## [ZU ERLEDIGENDE AUFGABE]
Wie lässt sich der Absatz im folgenden Text über Schmidt, der mit „Meister, die häufig“ beginnt, als knappe Liste mit allen Kernaussagen wiedergeben?

Dieses Bemühen, jeweils auf der Höhe der aktuellen Diskussion zu bleiben und eine darin aufbewahrte intellektuelle Redlichkeit gehören zu Schmidts Kennzeichen. Dabei ist er, im Gegensatz zu manchen seiner Kollegen, gar nicht zänkisch, er wägt neue Forschungsergebnisse, baut sie in seine Argumentation ein und hütet sich, etwa bei Zuschreibungen, vor jedem apodiktischen Urteil.

Man muss nur einmal den großen Aufsatz „Zur Kaufmannschen Kreuzigung“ studieren, in dem er versucht, dieses besonders schöne Bild (es hängt heute in der Gemäldegalerie der Staatlichen Museen zu Berlin), dessen Schöpfer – wie bei den meisten mittelalterlichen Meistern – keinen Namen hat, zu situieren: örtlich, stilistisch, historisch. Er untersucht die Kontroverse, ob es sich bei dem Bild um ein Werk österreichischen oder böhmischen Ursprungs handelt, wägt die Optionen der Kollegen, trägt – von einer Fülle von Vergleichsmaterial beraten, über das er souverän verfügt - eine eigene Sicht vor, ohne diese jedoch als verbindlich zu erklären. Am Ende ist die Causa zwar keineswegs entschieden, aber Schmidts Vorschläge sind derart überzeugend, dass man daran „weiter arbeiten“ kann.

Mittelalterliche Meister auf Wanderschaft

Vor allem aber befasst sich dieser Autor mit illuminierten Handschriften. „In öffentlichen oder privaten, oft klösterlichen Bibliotheken verwahrt, erweckten die illuminierten Handschriften der Romanik und Gotik die Neugier der Forscher erst sehr viel später als die vor aller Augen stehenden und leicht zugänglichen Bauwerke, Skulpturen und Monumentalmalereien der gleichen Epochen.“ Er verabschiedet sich von der älteren Vorstellung, dass diese Handschriften (fast) ausschließlich in klösterlichen Scriptorien von Mönchen geschrieben und gemalt worden seien, besteht auf dem großen Anteil den „Laienmaler“ daran.

Meister, die häufig von einem Ort zum anderen „wanderten“, schlossen sich gelegentlich, wenn es um einen besonders wichtigen (und umfangreichen) Auftrag ging, zu Arbeitsgemeinschaften zusammen und wurden so zu wichtigen Vermittlern zwischen verschiedenen lokalen Kunsttraditionen, sie trugen neue Erfindungen weiter: von Italien nach Österreich oder Böhmen, von dort ins westliche Europa (oder umgekehrt.) „Das änderte aber nichts an ihrem sozialen Status: Anders als manche ihrer französischen Kollegen, avancierten sie keineswegs zu Hofbeamten, sondern blieben selbstständige Unternehmer.“

Und waren eben darum häufig die Agenten künstlerischer Veränderungen, die dann in die Tafel- und Freskenmalerei eingingen, wobei Miniaturisten und Tafelmaler nicht selten identisch waren. Schmidt spürt solchen Beziehungen so genau nach, dass die Lektüre seiner Arbeiten auch für interessierten Laien spannend wird. Die können bei Schmidt auch lernen, wie genau man hinsehen muss, wenn man etwas begreifen will und wie viel Vorwissen nötig ist, um haltbare, mindestens plausible Aussagen zu machen.

## [DATENAUSZUG]
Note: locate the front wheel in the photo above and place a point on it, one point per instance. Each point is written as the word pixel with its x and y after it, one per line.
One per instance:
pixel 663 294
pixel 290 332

## [ANTWORT ZUR AUFGABE]
- Die Meister wanderten häufig von einem Ort zum anderen.
- Bei besonders wichtigen und umfangreichen Aufträgen schlossen sie sich gelegentlich zu Arbeitsgemeinschaften zusammen.
- So vermittelten sie zwischen verschiedenen lokalen Kunsttraditionen und trugen neue Erfindungen weiter: von Italien nach Österreich oder Böhmen, von dort ins westliche Europa oder umgekehrt.
- Ihr sozialer Status blieb unverändert: Anders als manche französische Kollegen wurden sie keine Hofbeamten, sondern blieben selbstständige Unternehmer.